No findings were identified.

1R04 Equipment Alignment

.1 Partial System Walkdown

a. Inspection Scope

The inspectors performed a partial walkdown of the following two systems to verify the operability of redundant or diverse trains and components when safety equipment was inoperable. The inspectors focused on identification of discrepancies that could impact the function of the system and, therefore, potentially increase risk. The inspectors reviewed applicable operating procedures, walked down control system components, and determined whether selected breakers, valves, and support equipment were in the correct position to support system operation. The inspectors also verified that the licensee had properly identified and resolved equipment alignment problems that could cause initiating events or impact the capability of mitigating systems or barriers and entered hem into the corrective action program (CAP). Documents reviewed are listed in the Attachment. The inspectors completed two samples.

  • 1A-A Safety Injection Pump while the 1B-B Diesel Generator and associated support systems where inoperable for maintenance

.2 Complete System Walkdown

a. Inspection Scope

The inspectors performed a complete walkdown of the Units 1 and 2 Auxiliary Feedwater System and support systems to verify proper equipment alignment, to identify any discrepancies that could impact the function of the system and increase risk, and to verify that the licensee properly identified and resolved equipment alignment problems that could cause events or impact the functional capability of the system.

The inspectors reviewed the UFSAR, system procedures, system drawings, and system design documents to determine the correct lineup and then examined system components and their configuration to identify any discrepancies between the existing system equipment lineup and the correct lineup. During the walkdown, the inspectors reviewed the following:

  • Valves were correctly positioned and did not exhibit leakage that would impact the functions of any given valve.
  • Electrical power was available as required.
  • Major system components were correctly labeled, lubricated, cooled, ventilated, etc.
  • Hangers and supports were correctly installed and functional.
  • Essential support systems were operational.
  • Ancillary equipment or debris did not interfere with system performance.
  • Tagging clearances were appropriate.
  • Valves were locked as required by the locked valve program.
━━━━━━━━━━
[REQUIREMENTS]: Summarize the equipment alignment inspection text in two sentences.
━━━━━━━━━━
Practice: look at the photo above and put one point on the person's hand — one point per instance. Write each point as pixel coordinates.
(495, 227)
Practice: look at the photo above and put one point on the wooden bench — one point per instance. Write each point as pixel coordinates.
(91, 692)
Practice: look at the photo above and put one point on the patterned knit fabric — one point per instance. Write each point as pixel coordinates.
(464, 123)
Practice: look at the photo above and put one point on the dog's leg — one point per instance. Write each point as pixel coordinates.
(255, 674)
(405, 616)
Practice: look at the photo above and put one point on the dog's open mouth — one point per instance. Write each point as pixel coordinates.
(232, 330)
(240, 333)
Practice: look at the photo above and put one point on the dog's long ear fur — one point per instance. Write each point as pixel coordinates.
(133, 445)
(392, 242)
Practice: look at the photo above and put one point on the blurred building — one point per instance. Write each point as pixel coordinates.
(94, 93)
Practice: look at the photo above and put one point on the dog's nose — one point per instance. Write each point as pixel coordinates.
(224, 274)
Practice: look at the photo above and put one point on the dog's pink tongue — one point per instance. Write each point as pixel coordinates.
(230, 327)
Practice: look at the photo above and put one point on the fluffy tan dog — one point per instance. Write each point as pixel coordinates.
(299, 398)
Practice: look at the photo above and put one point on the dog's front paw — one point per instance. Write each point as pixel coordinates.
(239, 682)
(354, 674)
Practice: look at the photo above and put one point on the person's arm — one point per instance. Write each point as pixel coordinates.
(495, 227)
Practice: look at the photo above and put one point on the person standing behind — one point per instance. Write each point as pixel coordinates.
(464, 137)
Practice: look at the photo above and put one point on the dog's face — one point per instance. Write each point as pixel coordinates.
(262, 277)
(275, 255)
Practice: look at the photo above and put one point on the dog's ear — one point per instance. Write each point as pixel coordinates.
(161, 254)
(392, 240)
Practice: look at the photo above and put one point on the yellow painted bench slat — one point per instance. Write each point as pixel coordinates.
━━━━━━━━━━
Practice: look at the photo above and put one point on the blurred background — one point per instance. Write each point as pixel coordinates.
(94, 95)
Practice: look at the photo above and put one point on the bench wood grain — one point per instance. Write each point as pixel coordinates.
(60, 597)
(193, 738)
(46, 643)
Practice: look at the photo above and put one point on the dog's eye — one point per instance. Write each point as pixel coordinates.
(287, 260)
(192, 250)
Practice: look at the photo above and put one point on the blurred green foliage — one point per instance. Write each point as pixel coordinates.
━━━━━━━━━━
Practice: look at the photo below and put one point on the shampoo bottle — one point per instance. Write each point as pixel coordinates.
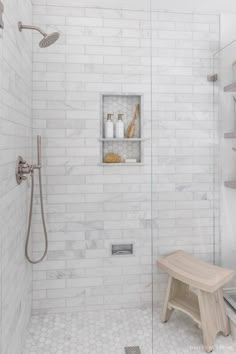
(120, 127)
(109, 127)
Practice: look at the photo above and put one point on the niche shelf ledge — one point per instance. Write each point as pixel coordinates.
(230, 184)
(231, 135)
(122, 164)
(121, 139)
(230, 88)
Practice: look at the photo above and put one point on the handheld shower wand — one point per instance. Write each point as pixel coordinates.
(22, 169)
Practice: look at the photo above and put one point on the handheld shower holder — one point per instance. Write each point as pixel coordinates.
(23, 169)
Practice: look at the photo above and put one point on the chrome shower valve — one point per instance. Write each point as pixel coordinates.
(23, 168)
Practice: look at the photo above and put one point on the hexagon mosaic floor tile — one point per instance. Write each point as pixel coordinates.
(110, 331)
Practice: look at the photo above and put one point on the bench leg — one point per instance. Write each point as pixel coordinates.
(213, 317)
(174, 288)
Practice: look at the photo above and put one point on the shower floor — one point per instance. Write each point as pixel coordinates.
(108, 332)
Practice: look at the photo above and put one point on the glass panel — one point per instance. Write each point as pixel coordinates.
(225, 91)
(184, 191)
━━━━━━━━━━
[SOLUTION FOR THIS PROBLEM]: The inspectors did a partial walkdown to verify that redundant or diverse trains and components were operable while safety equipment was inoperable, reviewing operating procedures and checking that selected breakers, valves, and support equipment were positioned correctly. They also did a complete walkdown of the Units 1 and 2 Auxiliary Feedwater System and support systems, using the UFSAR, system procedures, drawings, and design documents to find any discrepancies between the existing equipment lineup and the correct lineup.